**Input for this task:**
********************

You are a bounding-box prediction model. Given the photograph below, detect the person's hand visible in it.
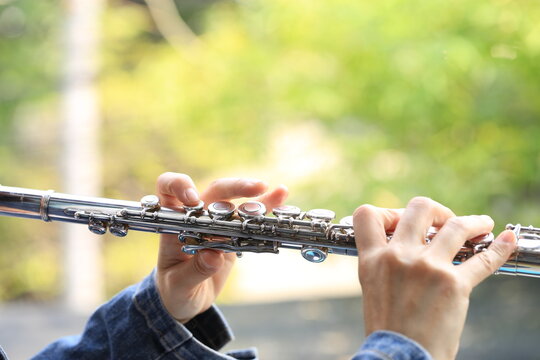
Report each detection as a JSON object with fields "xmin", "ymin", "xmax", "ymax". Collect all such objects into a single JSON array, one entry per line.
[
  {"xmin": 353, "ymin": 197, "xmax": 516, "ymax": 360},
  {"xmin": 156, "ymin": 173, "xmax": 288, "ymax": 323}
]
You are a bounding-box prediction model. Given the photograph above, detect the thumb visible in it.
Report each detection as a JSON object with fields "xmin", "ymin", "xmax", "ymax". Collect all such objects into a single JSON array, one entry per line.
[
  {"xmin": 460, "ymin": 230, "xmax": 517, "ymax": 287},
  {"xmin": 182, "ymin": 249, "xmax": 225, "ymax": 288}
]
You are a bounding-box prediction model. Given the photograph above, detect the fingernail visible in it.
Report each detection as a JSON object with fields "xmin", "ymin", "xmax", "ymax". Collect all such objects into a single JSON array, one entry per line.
[
  {"xmin": 185, "ymin": 188, "xmax": 199, "ymax": 203},
  {"xmin": 499, "ymin": 231, "xmax": 516, "ymax": 244}
]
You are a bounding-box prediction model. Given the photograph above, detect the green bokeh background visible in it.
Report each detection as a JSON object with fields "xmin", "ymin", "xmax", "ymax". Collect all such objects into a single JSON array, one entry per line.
[{"xmin": 0, "ymin": 0, "xmax": 540, "ymax": 300}]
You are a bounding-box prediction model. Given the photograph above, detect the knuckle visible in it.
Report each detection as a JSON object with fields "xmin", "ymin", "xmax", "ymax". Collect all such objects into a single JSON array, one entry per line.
[
  {"xmin": 408, "ymin": 196, "xmax": 435, "ymax": 208},
  {"xmin": 478, "ymin": 249, "xmax": 497, "ymax": 272},
  {"xmin": 353, "ymin": 204, "xmax": 377, "ymax": 219}
]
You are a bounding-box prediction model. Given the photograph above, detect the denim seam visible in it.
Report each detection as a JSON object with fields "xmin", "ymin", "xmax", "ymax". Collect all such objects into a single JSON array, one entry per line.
[{"xmin": 364, "ymin": 349, "xmax": 392, "ymax": 360}]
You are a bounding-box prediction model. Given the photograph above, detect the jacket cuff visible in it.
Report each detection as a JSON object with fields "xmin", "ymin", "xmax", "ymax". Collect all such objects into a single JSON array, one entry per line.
[
  {"xmin": 353, "ymin": 330, "xmax": 432, "ymax": 360},
  {"xmin": 133, "ymin": 271, "xmax": 233, "ymax": 359}
]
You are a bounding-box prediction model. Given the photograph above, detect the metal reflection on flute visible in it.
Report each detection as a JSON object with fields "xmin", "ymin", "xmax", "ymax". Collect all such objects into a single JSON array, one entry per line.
[{"xmin": 0, "ymin": 186, "xmax": 540, "ymax": 277}]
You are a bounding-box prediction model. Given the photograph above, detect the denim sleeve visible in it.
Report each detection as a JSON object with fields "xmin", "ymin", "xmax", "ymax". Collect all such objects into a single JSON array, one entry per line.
[
  {"xmin": 352, "ymin": 331, "xmax": 432, "ymax": 360},
  {"xmin": 32, "ymin": 273, "xmax": 256, "ymax": 360}
]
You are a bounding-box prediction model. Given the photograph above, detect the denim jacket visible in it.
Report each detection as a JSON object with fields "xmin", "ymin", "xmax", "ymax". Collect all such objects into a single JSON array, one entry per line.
[{"xmin": 0, "ymin": 274, "xmax": 431, "ymax": 360}]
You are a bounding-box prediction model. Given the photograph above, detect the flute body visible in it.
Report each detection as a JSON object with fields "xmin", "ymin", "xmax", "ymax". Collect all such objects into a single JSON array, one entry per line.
[{"xmin": 0, "ymin": 186, "xmax": 540, "ymax": 277}]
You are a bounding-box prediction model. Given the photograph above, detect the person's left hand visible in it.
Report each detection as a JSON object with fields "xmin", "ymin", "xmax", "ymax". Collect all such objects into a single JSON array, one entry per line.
[{"xmin": 156, "ymin": 172, "xmax": 288, "ymax": 323}]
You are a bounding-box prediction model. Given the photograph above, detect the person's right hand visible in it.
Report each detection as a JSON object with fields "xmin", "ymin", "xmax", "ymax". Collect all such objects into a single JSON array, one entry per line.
[{"xmin": 353, "ymin": 197, "xmax": 516, "ymax": 360}]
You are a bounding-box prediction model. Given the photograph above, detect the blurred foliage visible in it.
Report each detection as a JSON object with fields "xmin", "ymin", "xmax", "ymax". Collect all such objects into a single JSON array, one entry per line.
[{"xmin": 0, "ymin": 0, "xmax": 540, "ymax": 299}]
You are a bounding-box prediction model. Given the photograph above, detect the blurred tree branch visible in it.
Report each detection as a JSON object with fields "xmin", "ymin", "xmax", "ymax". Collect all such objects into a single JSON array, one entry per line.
[{"xmin": 146, "ymin": 0, "xmax": 200, "ymax": 49}]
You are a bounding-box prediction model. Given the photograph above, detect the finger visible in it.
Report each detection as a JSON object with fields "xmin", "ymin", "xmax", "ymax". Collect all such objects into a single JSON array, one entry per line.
[
  {"xmin": 394, "ymin": 196, "xmax": 455, "ymax": 244},
  {"xmin": 458, "ymin": 230, "xmax": 516, "ymax": 287},
  {"xmin": 353, "ymin": 205, "xmax": 401, "ymax": 252},
  {"xmin": 201, "ymin": 178, "xmax": 268, "ymax": 204},
  {"xmin": 170, "ymin": 249, "xmax": 235, "ymax": 293},
  {"xmin": 429, "ymin": 215, "xmax": 494, "ymax": 260},
  {"xmin": 257, "ymin": 185, "xmax": 289, "ymax": 211},
  {"xmin": 156, "ymin": 172, "xmax": 199, "ymax": 207}
]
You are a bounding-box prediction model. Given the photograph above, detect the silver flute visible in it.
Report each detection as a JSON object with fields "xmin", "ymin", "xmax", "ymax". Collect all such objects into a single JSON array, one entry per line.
[{"xmin": 0, "ymin": 185, "xmax": 540, "ymax": 277}]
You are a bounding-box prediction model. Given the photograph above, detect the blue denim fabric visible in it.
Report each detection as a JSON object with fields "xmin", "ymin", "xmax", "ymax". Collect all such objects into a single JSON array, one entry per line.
[
  {"xmin": 0, "ymin": 274, "xmax": 431, "ymax": 360},
  {"xmin": 28, "ymin": 274, "xmax": 257, "ymax": 360},
  {"xmin": 352, "ymin": 331, "xmax": 432, "ymax": 360}
]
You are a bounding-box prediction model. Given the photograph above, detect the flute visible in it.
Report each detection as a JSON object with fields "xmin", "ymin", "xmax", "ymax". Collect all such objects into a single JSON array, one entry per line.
[{"xmin": 0, "ymin": 185, "xmax": 540, "ymax": 277}]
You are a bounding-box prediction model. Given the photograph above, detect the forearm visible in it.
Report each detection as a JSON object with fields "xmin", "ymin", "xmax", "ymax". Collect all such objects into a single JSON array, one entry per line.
[{"xmin": 34, "ymin": 274, "xmax": 237, "ymax": 360}]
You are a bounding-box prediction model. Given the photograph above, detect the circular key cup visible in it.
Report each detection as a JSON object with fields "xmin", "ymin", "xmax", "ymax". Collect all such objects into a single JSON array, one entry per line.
[
  {"xmin": 238, "ymin": 201, "xmax": 266, "ymax": 219},
  {"xmin": 141, "ymin": 195, "xmax": 160, "ymax": 211},
  {"xmin": 208, "ymin": 201, "xmax": 235, "ymax": 220}
]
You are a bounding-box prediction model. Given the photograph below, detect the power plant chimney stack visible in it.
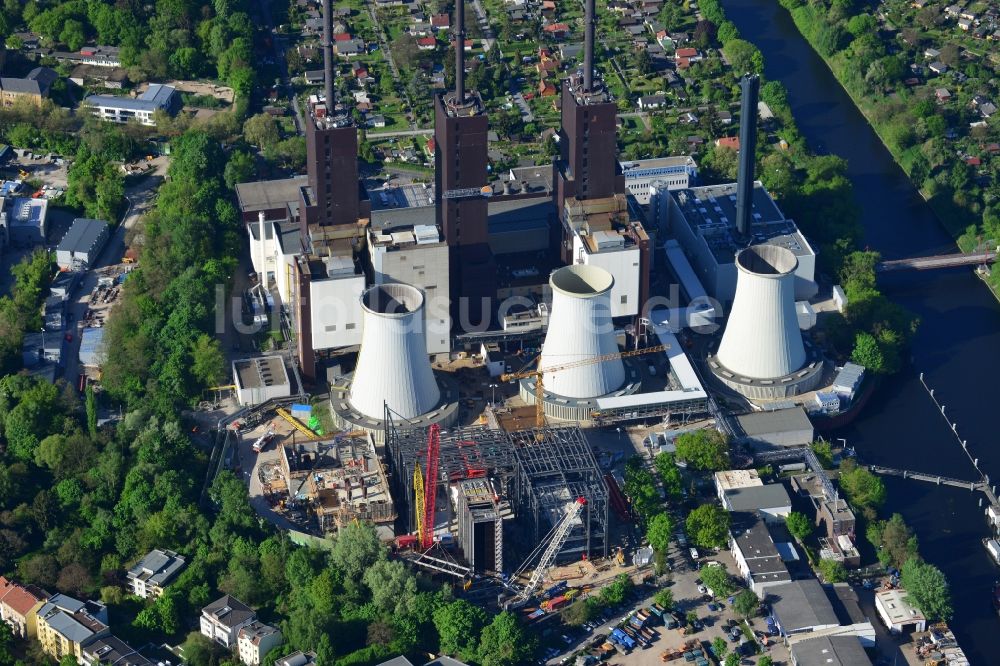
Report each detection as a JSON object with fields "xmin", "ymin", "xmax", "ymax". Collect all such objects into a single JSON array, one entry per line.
[
  {"xmin": 455, "ymin": 0, "xmax": 465, "ymax": 106},
  {"xmin": 736, "ymin": 74, "xmax": 760, "ymax": 236},
  {"xmin": 583, "ymin": 0, "xmax": 597, "ymax": 92},
  {"xmin": 323, "ymin": 0, "xmax": 337, "ymax": 111}
]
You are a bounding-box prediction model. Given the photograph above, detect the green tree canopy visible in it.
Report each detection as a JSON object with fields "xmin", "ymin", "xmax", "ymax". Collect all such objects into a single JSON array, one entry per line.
[
  {"xmin": 677, "ymin": 428, "xmax": 729, "ymax": 471},
  {"xmin": 900, "ymin": 557, "xmax": 954, "ymax": 622}
]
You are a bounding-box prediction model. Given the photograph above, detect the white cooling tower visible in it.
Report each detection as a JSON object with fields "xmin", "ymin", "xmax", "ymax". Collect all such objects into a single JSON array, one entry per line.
[
  {"xmin": 539, "ymin": 264, "xmax": 625, "ymax": 398},
  {"xmin": 350, "ymin": 284, "xmax": 441, "ymax": 419},
  {"xmin": 717, "ymin": 245, "xmax": 806, "ymax": 379}
]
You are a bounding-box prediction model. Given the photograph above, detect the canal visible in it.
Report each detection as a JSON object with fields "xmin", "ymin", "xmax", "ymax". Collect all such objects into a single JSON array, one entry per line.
[{"xmin": 722, "ymin": 0, "xmax": 1000, "ymax": 664}]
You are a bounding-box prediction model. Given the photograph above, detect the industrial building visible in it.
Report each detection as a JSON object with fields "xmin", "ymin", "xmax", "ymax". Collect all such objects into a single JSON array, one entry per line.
[
  {"xmin": 385, "ymin": 420, "xmax": 609, "ymax": 571},
  {"xmin": 619, "ymin": 155, "xmax": 698, "ymax": 205},
  {"xmin": 233, "ymin": 356, "xmax": 292, "ymax": 407},
  {"xmin": 330, "ymin": 283, "xmax": 458, "ymax": 439},
  {"xmin": 279, "ymin": 435, "xmax": 396, "ymax": 536},
  {"xmin": 56, "ymin": 217, "xmax": 111, "ymax": 271},
  {"xmin": 708, "ymin": 245, "xmax": 824, "ymax": 400}
]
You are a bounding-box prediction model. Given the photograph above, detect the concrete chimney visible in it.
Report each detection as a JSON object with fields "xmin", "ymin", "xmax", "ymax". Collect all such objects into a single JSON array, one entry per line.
[
  {"xmin": 455, "ymin": 0, "xmax": 465, "ymax": 105},
  {"xmin": 322, "ymin": 0, "xmax": 337, "ymax": 112},
  {"xmin": 583, "ymin": 0, "xmax": 597, "ymax": 92},
  {"xmin": 736, "ymin": 74, "xmax": 760, "ymax": 236}
]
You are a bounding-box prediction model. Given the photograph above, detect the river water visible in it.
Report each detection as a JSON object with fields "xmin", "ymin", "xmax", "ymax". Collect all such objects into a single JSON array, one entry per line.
[{"xmin": 723, "ymin": 0, "xmax": 1000, "ymax": 664}]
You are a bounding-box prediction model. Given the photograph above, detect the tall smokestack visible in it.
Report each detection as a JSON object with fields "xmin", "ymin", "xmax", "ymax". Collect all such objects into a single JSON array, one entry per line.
[
  {"xmin": 583, "ymin": 0, "xmax": 596, "ymax": 92},
  {"xmin": 736, "ymin": 74, "xmax": 760, "ymax": 236},
  {"xmin": 322, "ymin": 0, "xmax": 337, "ymax": 117},
  {"xmin": 455, "ymin": 0, "xmax": 465, "ymax": 104}
]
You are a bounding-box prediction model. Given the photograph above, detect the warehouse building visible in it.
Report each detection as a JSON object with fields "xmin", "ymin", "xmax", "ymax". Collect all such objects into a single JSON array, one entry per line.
[{"xmin": 56, "ymin": 217, "xmax": 111, "ymax": 271}]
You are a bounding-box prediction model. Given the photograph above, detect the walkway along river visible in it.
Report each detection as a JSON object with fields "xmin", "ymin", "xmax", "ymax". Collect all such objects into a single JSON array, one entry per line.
[{"xmin": 722, "ymin": 0, "xmax": 1000, "ymax": 664}]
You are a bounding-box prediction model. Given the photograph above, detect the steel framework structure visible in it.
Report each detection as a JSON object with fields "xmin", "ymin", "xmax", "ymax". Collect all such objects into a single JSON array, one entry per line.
[{"xmin": 509, "ymin": 427, "xmax": 609, "ymax": 557}]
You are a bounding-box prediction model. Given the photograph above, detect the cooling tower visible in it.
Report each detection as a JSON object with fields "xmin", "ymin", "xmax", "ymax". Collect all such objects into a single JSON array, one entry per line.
[
  {"xmin": 350, "ymin": 284, "xmax": 441, "ymax": 419},
  {"xmin": 717, "ymin": 245, "xmax": 806, "ymax": 379},
  {"xmin": 539, "ymin": 264, "xmax": 624, "ymax": 398}
]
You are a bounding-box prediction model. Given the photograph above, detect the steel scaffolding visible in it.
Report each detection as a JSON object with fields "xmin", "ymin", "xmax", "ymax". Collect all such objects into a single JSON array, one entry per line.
[{"xmin": 509, "ymin": 427, "xmax": 609, "ymax": 558}]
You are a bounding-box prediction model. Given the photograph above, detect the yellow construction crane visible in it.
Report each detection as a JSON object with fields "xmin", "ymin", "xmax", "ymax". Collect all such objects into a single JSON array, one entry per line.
[{"xmin": 500, "ymin": 345, "xmax": 670, "ymax": 428}]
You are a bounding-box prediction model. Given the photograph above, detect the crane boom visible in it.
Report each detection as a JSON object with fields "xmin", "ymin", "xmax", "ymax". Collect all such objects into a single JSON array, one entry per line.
[
  {"xmin": 507, "ymin": 497, "xmax": 587, "ymax": 608},
  {"xmin": 500, "ymin": 345, "xmax": 670, "ymax": 428}
]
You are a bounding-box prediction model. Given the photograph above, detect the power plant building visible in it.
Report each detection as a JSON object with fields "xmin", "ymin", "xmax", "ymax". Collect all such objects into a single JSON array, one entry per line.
[{"xmin": 666, "ymin": 181, "xmax": 818, "ymax": 305}]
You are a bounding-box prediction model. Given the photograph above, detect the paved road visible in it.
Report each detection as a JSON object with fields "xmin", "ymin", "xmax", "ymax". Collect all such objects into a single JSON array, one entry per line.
[
  {"xmin": 62, "ymin": 166, "xmax": 169, "ymax": 386},
  {"xmin": 366, "ymin": 129, "xmax": 434, "ymax": 140}
]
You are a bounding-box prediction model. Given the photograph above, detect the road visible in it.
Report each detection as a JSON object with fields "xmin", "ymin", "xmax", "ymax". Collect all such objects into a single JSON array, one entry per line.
[
  {"xmin": 62, "ymin": 165, "xmax": 169, "ymax": 386},
  {"xmin": 366, "ymin": 123, "xmax": 434, "ymax": 140}
]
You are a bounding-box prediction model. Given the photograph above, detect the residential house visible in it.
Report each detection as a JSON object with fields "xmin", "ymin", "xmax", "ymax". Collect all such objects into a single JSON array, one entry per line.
[
  {"xmin": 0, "ymin": 67, "xmax": 59, "ymax": 106},
  {"xmin": 722, "ymin": 483, "xmax": 792, "ymax": 523},
  {"xmin": 729, "ymin": 513, "xmax": 792, "ymax": 597},
  {"xmin": 715, "ymin": 136, "xmax": 740, "ymax": 150},
  {"xmin": 767, "ymin": 578, "xmax": 840, "ymax": 638},
  {"xmin": 0, "ymin": 576, "xmax": 49, "ymax": 638},
  {"xmin": 875, "ymin": 588, "xmax": 927, "ymax": 634},
  {"xmin": 639, "ymin": 95, "xmax": 667, "ymax": 111},
  {"xmin": 201, "ymin": 594, "xmax": 257, "ymax": 648},
  {"xmin": 236, "ymin": 621, "xmax": 281, "ymax": 666},
  {"xmin": 83, "ymin": 634, "xmax": 154, "ymax": 666},
  {"xmin": 83, "ymin": 83, "xmax": 181, "ymax": 127},
  {"xmin": 542, "ymin": 23, "xmax": 569, "ymax": 39},
  {"xmin": 35, "ymin": 594, "xmax": 111, "ymax": 663},
  {"xmin": 128, "ymin": 548, "xmax": 185, "ymax": 599}
]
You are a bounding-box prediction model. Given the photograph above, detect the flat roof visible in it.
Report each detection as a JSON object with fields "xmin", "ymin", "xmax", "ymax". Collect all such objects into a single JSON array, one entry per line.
[
  {"xmin": 736, "ymin": 407, "xmax": 813, "ymax": 437},
  {"xmin": 875, "ymin": 588, "xmax": 926, "ymax": 624},
  {"xmin": 236, "ymin": 176, "xmax": 309, "ymax": 213},
  {"xmin": 671, "ymin": 181, "xmax": 815, "ymax": 264},
  {"xmin": 56, "ymin": 217, "xmax": 108, "ymax": 252},
  {"xmin": 791, "ymin": 636, "xmax": 872, "ymax": 666},
  {"xmin": 725, "ymin": 483, "xmax": 792, "ymax": 511},
  {"xmin": 767, "ymin": 578, "xmax": 839, "ymax": 633},
  {"xmin": 233, "ymin": 356, "xmax": 289, "ymax": 389},
  {"xmin": 7, "ymin": 197, "xmax": 49, "ymax": 227},
  {"xmin": 715, "ymin": 469, "xmax": 764, "ymax": 490}
]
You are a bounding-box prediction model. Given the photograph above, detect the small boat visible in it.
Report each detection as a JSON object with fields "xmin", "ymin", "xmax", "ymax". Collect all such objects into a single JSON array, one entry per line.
[{"xmin": 983, "ymin": 539, "xmax": 1000, "ymax": 564}]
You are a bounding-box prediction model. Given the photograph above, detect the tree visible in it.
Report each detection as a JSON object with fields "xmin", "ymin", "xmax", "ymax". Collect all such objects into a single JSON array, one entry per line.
[
  {"xmin": 851, "ymin": 331, "xmax": 885, "ymax": 374},
  {"xmin": 712, "ymin": 636, "xmax": 729, "ymax": 661},
  {"xmin": 434, "ymin": 599, "xmax": 486, "ymax": 661},
  {"xmin": 733, "ymin": 589, "xmax": 760, "ymax": 617},
  {"xmin": 819, "ymin": 559, "xmax": 847, "ymax": 583},
  {"xmin": 685, "ymin": 504, "xmax": 729, "ymax": 548},
  {"xmin": 840, "ymin": 460, "xmax": 885, "ymax": 510},
  {"xmin": 191, "ymin": 334, "xmax": 226, "ymax": 386},
  {"xmin": 677, "ymin": 428, "xmax": 729, "ymax": 472},
  {"xmin": 865, "ymin": 513, "xmax": 919, "ymax": 569},
  {"xmin": 330, "ymin": 523, "xmax": 386, "ymax": 580},
  {"xmin": 653, "ymin": 452, "xmax": 684, "ymax": 498},
  {"xmin": 701, "ymin": 566, "xmax": 736, "ymax": 597},
  {"xmin": 653, "ymin": 588, "xmax": 674, "ymax": 610},
  {"xmin": 900, "ymin": 557, "xmax": 953, "ymax": 622},
  {"xmin": 479, "ymin": 611, "xmax": 536, "ymax": 666},
  {"xmin": 646, "ymin": 512, "xmax": 674, "ymax": 551},
  {"xmin": 243, "ymin": 113, "xmax": 281, "ymax": 150}
]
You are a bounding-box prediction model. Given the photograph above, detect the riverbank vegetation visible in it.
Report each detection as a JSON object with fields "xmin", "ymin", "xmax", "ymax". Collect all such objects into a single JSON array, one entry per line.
[
  {"xmin": 700, "ymin": 0, "xmax": 918, "ymax": 374},
  {"xmin": 780, "ymin": 0, "xmax": 1000, "ymax": 286}
]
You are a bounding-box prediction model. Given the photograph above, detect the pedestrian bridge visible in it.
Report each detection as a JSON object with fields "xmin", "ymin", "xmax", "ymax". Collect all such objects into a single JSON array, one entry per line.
[{"xmin": 875, "ymin": 252, "xmax": 997, "ymax": 273}]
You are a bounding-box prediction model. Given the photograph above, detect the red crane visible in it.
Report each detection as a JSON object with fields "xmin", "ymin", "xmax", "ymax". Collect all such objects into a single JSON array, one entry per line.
[{"xmin": 420, "ymin": 423, "xmax": 441, "ymax": 548}]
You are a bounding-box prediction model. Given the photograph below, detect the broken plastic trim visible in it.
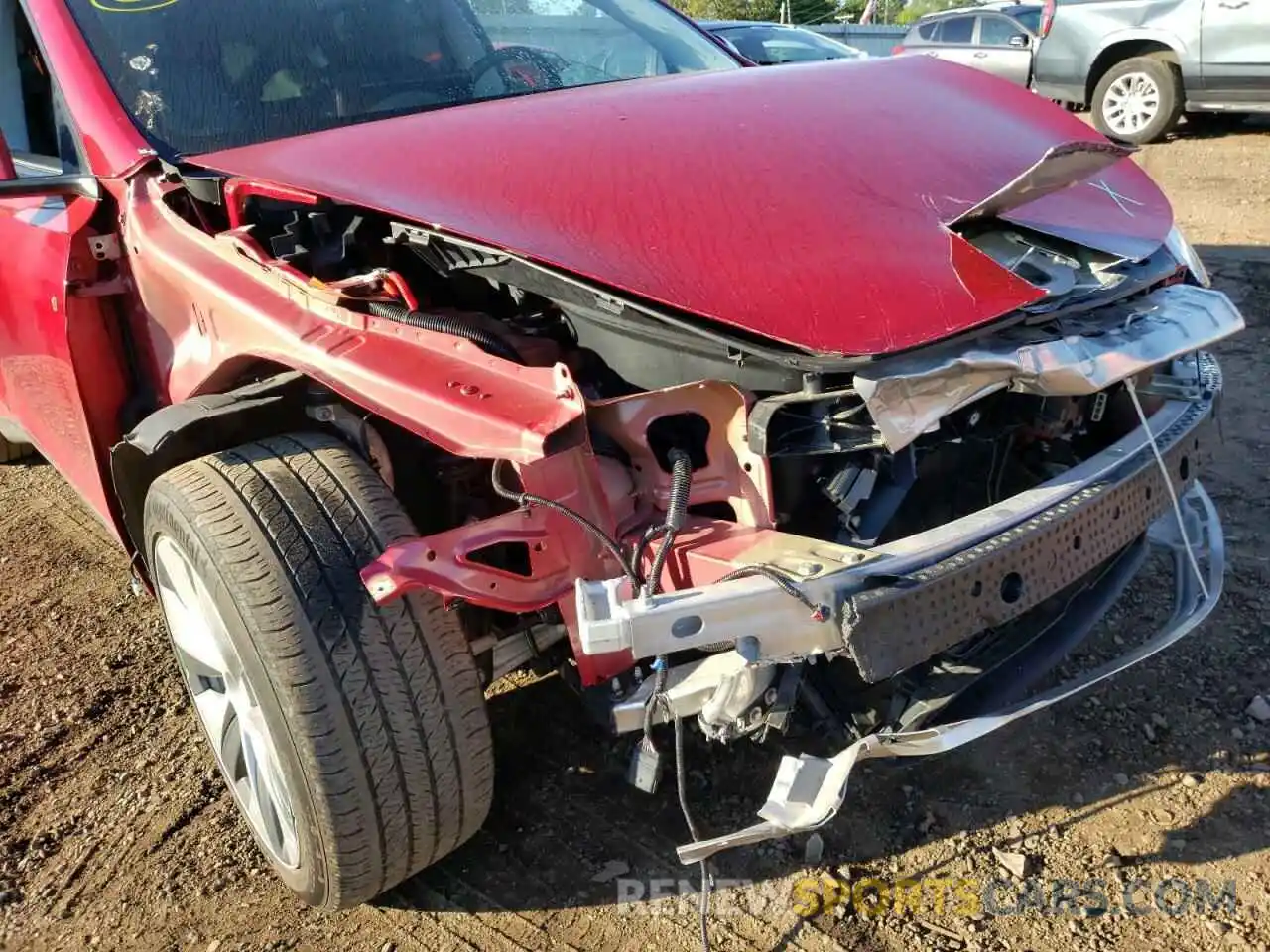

********************

**Short task:**
Display every line in the items above that contains the word "power", copying each such line in full. Case counts, so a line matches only if its letters agree in capitalization.

**Result:**
You are a bounding-box prediction model. Given the photograph below, detect the power plant chimney stack visible in it.
You are a bounding-box prediction model. Given the photograph above, detect the power plant building visible in it.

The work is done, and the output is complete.